BRANO:
Corriere 23.10.16
Famiglia e meno ambizione Identikit dei giovani italiani
di Elena Tebano
I
ragazzi italiani tornano a guardare alla famiglia: sono i parenti più
stretti a rappresentare la fonte primaria di ispirazione e valori. E
sempre più spesso i giovani desiderano un futuro in cui più che la
carriera o i soldi contino la qualità della vita e il tempo da dedicare
ai propri interessi e alla famiglia. È quanto emerge dalle ricerca «
Teen’s voice». E l’Italia continua ad essere il Paese in Europa con il
più alto numero di adulti (18-34 anni) che non lasciano la famiglia.
In
epoca di incertezze sui grandi orizzonti, quando i modelli di
riferimento sulla scena pubblica diventano sempre più fragili e
intercambiabili, i ragazzi italiani tornano a guardare alla famiglia:
sono i parenti più stretti a rappresentare la fonte primaria di
ispirazione e valori. E sempre più spesso i giovani desiderano un futuro
in cui più che il successo nella carriera o i riconoscimenti economici
contino la qualità della vita e il tempo da dedicare ai propri interessi
e alla famiglia.

DATI FORNITI:

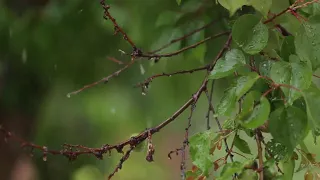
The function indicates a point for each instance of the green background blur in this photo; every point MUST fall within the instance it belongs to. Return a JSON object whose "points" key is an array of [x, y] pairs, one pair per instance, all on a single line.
{"points": [[49, 48]]}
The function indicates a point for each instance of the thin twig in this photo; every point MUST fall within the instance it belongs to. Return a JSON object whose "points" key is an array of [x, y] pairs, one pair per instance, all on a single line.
{"points": [[157, 56], [149, 80], [210, 100], [183, 37], [103, 80], [186, 143], [117, 28], [258, 140], [122, 160]]}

CONSEGNA:
Elenchi tutto ciò che, secondo l'articolo sui giovani italiani, nel futuro desiderato dai ragazzi dovrebbe contare meno della qualità della vita e del tempo da dedicare ai propri interessi e alla famiglia. Per lo svolgimento non occorre consultare l'elenco.

RISPOSTA SCRITTA:
- la carriera
- i soldi
- il successo nella carriera
- i riconoscimenti economici